======== Given records ========

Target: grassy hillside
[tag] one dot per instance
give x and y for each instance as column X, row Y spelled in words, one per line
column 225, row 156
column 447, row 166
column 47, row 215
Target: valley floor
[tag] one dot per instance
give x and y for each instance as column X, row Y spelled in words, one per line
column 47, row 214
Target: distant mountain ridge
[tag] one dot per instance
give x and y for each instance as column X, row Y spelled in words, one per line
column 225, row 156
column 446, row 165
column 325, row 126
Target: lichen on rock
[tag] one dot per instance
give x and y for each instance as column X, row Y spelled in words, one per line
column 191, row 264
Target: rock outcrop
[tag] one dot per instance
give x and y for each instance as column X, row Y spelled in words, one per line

========
======== Given records ========

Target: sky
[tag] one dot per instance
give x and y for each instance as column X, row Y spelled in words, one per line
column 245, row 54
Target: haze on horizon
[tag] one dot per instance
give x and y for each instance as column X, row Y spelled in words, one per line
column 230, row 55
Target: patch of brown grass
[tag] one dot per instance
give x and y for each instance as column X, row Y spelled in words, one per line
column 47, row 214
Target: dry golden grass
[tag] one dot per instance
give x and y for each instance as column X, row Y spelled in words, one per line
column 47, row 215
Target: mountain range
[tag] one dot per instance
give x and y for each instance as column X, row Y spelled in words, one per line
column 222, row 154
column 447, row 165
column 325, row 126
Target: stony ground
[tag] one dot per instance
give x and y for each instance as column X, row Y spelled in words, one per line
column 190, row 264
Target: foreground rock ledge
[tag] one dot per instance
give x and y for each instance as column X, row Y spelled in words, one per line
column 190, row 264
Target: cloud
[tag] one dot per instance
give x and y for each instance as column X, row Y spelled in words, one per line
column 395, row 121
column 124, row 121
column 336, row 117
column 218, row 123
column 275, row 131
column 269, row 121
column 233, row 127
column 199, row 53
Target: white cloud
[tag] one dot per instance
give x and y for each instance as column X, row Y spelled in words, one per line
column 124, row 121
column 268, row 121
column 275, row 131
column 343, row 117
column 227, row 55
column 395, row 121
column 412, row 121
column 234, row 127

========
======== Given records ========

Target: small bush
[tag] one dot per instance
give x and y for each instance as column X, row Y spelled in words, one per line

========

- Written exercise: Gather every line of the records above that contains the word "mountain", treating uppercase and lowercase as distinct.

- Worked solution:
Target: distant mountain ridge
Target: mountain range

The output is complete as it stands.